====== Data shown

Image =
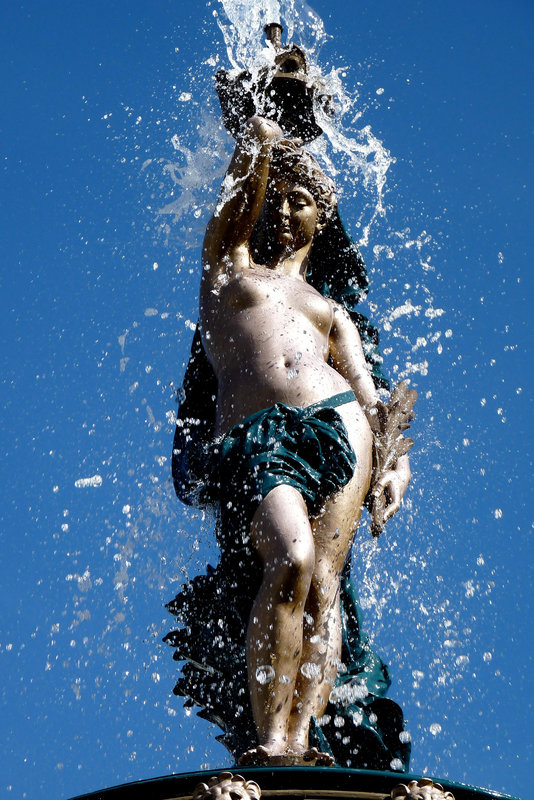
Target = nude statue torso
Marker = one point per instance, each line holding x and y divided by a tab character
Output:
267	335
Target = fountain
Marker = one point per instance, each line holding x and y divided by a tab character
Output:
361	729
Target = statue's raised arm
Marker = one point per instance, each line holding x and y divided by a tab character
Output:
240	198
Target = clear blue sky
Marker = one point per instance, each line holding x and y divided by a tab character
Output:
96	299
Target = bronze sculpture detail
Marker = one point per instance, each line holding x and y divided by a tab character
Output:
287	459
227	786
423	789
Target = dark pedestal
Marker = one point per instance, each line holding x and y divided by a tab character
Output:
289	783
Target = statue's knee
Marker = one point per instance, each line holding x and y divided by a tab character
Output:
295	574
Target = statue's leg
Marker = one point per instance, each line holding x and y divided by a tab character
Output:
333	531
282	536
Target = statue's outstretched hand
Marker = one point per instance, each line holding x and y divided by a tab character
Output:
393	485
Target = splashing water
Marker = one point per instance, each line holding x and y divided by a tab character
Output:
143	554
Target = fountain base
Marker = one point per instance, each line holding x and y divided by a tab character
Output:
294	783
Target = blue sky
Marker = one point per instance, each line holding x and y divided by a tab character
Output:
98	292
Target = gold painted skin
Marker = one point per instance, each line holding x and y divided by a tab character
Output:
271	338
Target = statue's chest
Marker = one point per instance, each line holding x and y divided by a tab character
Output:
277	295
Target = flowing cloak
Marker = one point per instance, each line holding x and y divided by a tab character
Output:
361	727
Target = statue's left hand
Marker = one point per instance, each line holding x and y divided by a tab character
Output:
393	485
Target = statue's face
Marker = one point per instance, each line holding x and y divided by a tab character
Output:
291	213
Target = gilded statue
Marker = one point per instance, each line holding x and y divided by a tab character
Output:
287	460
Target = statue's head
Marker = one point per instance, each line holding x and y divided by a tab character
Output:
294	164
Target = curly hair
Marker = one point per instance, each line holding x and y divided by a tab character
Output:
290	161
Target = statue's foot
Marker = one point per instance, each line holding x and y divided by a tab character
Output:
255	756
262	755
318	758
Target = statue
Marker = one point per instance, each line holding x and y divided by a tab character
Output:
278	436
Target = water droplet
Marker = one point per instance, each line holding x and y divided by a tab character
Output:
310	670
265	674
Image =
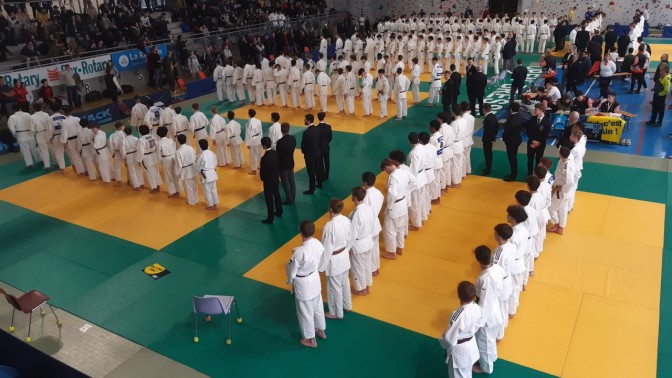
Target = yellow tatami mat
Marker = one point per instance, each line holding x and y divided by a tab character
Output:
153	220
339	122
592	303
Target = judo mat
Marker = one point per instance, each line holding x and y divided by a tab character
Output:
596	307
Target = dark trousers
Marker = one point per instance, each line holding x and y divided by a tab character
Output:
314	167
514	89
288	184
639	79
271	195
512	155
326	164
604	86
487	152
534	155
658	108
73	97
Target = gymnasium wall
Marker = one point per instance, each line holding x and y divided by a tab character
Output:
620	12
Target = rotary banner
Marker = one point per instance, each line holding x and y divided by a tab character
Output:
86	68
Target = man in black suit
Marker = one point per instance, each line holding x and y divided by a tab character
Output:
490	126
582	38
447	93
512	140
312	154
325	138
470	72
610	39
285	147
456	78
518	76
480	81
269	170
538	128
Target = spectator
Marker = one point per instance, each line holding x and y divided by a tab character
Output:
29	54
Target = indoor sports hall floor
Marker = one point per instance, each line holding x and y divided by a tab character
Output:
598	306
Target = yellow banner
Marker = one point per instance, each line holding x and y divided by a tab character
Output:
612	127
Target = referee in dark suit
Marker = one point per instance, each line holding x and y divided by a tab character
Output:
490	127
538	128
512	140
269	170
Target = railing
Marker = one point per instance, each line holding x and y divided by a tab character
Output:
192	39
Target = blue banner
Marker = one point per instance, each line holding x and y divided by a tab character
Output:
134	60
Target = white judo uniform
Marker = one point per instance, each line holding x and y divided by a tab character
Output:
504	256
167	149
235	141
363	221
336	264
458	340
253	135
302	274
489	286
206	163
185	165
220	139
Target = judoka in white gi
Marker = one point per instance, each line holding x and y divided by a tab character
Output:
516	216
383	89
206	163
233	130
396	209
102	153
147	154
253	135
20	125
87	152
41	128
489	286
56	127
363	223
185	165
220	138
416	162
303	276
401	85
335	262
198	123
458	339
504	256
167	150
274	132
366	83
563	190
375	199
114	145
129	151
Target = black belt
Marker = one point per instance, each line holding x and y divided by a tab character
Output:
462	341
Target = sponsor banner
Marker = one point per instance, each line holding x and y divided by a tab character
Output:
500	97
86	68
133	60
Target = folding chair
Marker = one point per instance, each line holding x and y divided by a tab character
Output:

============

Written exercise
Keep every word of the data as it is when you write it out, but drop the pictures.

Exercise solution
Image =
Target = nude statue torso
Marker = one point per instance, each line holding x and y divided by a tab character
Output:
267	335
Target = fountain
Marker = one point per instance, each line holding x and y divided by a tab character
Output:
361	729
Target = statue's raised arm
Marker = one point per instance, each line holding x and y divided by a tab character
Output:
240	198
Target = clear blue sky
Marker = one point per instance, each line holding x and y divided by a tab character
Output:
96	299
Target = bronze sculpture detail
Marker = one point per instance, each line holding x and y divided by a tab character
Output:
287	459
227	786
423	789
Target = dark pedestal
Marker = one point per instance, each line holding x and y divided by a tab character
Output:
289	783
Target = statue's knee
Marker = one point per instance, each line holding x and y divided by a tab character
Output:
295	574
Target = statue's leg
Marker = one point per instance, each line holding x and y divided by a tab character
Output:
333	531
282	536
Target = statue's outstretched hand
Marker = one point per instance, each line holding x and y divided by a tab character
Output:
393	485
Target = splashing water
Marker = one point per instance, each line holding x and y divided by a tab character
Output:
143	554
Target = fountain base
Marker = one point per instance, each line holding x and y divided by a tab character
Output:
294	783
Target = blue sky
Marker = one point per instance, each line holding x and y divided by a tab character
Output:
98	292
Target = gold painted skin
Marker = one point per instance, each line holding x and y divided by a tab character
Output:
271	338
Target = statue's chest
Marker = one point per instance, each line holding x and y divided by a tab character
Output:
277	295
Target = flowing cloak
Marker = one point per instance, each line holding x and y divided by a tab character
Output:
361	727
Target = statue's left hand
Marker = one point per instance, each line holding x and y divided by a tab character
Output:
393	485
Target = statue's face
Marker = one point per instance, each line holding x and y divided by a tab character
Output:
291	213
Target = gilded statue
Marker = one point per instance, each line holding x and y divided by a tab character
Output:
287	460
Target = statue's head
Marker = one point per instance, each line holding x and y divided by a tab character
Output:
294	164
Target = curly hair
Marker = one point per instance, each line holding x and y divided by a tab character
Output:
290	161
Target = statue's foot
Marker = one point per instance, each line holding x and y divided by a tab character
Output:
255	756
262	755
318	758
Target = statue
Marker = one point per instance, each line holding x and y divided by a tab character
Output:
278	436
Target = water droplet
Marker = one point per instance, each line holding x and y divided by a tab character
Output:
310	670
265	674
Image =
Target = yellow tatami mat
Marker = one point per instance, each line holding x and y divided by a tab character
Output:
153	220
339	122
592	303
Target = judo mat
Marker = one point per instance, each line holding x and y divided by a tab character
Output:
596	307
Target = dark trousers
Marker = one point per instance, each line holding x and y divided by a tab character
Output:
314	167
514	89
288	184
639	79
271	195
512	155
326	164
604	86
487	152
534	155
658	108
73	97
Target = gymnasium wall
Marker = one point per instance, each line holding x and y divided by a tab character
Output:
620	12
Target = rotary banner
Marker = one point per instance, each line holding x and y divided by a tab character
Output:
86	68
Target = man in black suit
Marker = one point per instance, each line holding x and y divided by a tab character
Output:
490	126
582	38
447	93
512	140
312	154
325	138
470	72
610	39
285	147
456	78
518	76
480	81
269	170
538	128
Target = spectator
Marker = one point per instance, each line holding x and y divided by a tab character
Output:
29	54
Target = indoor sports hall floor
Marker = one point per instance, each line holding x and y divided by a tab character
Output:
598	306
Target = yellow banner
Marker = one point per instance, each line holding x and y divided by a tab character
Output:
612	127
Target = referee in dark suit
Marker = one point per instance, each line holding x and y divided by a tab character
Output:
490	127
538	128
512	140
269	170
Target = railing
Marker = one point per instance, each line holding x and y divided by a tab character
Output:
192	39
Target = blue banner
Marker = one point per instance, each line holding x and y divided by a tab character
Output:
134	60
Target = white judo uniform
Marker = one point per instance, each line holding x and y divided by a tab character
Output:
504	256
167	149
235	141
363	221
336	264
458	340
253	135
302	274
489	286
206	163
185	165
220	139
Target = judoka in white gi
Marker = one point per instance, each line holding x and y divided by a tab character
Output:
516	216
383	89
206	163
233	130
396	209
102	153
147	154
253	135
20	125
87	152
41	128
489	286
56	127
363	223
185	165
220	138
416	162
303	276
401	85
335	262
198	123
458	339
504	256
167	150
274	132
366	83
563	190
375	199
114	145
129	151
Target = black belt
Marker = one point per instance, each line holding x and y divided by a tab character
Output:
462	341
Target = sponsor banner
Marker = one point per instance, each line holding x and y divided by a tab character
Output:
500	97
86	68
133	60
Target = folding chair
Marker = one point per instance, each line holding x and y divided by a tab character
Output:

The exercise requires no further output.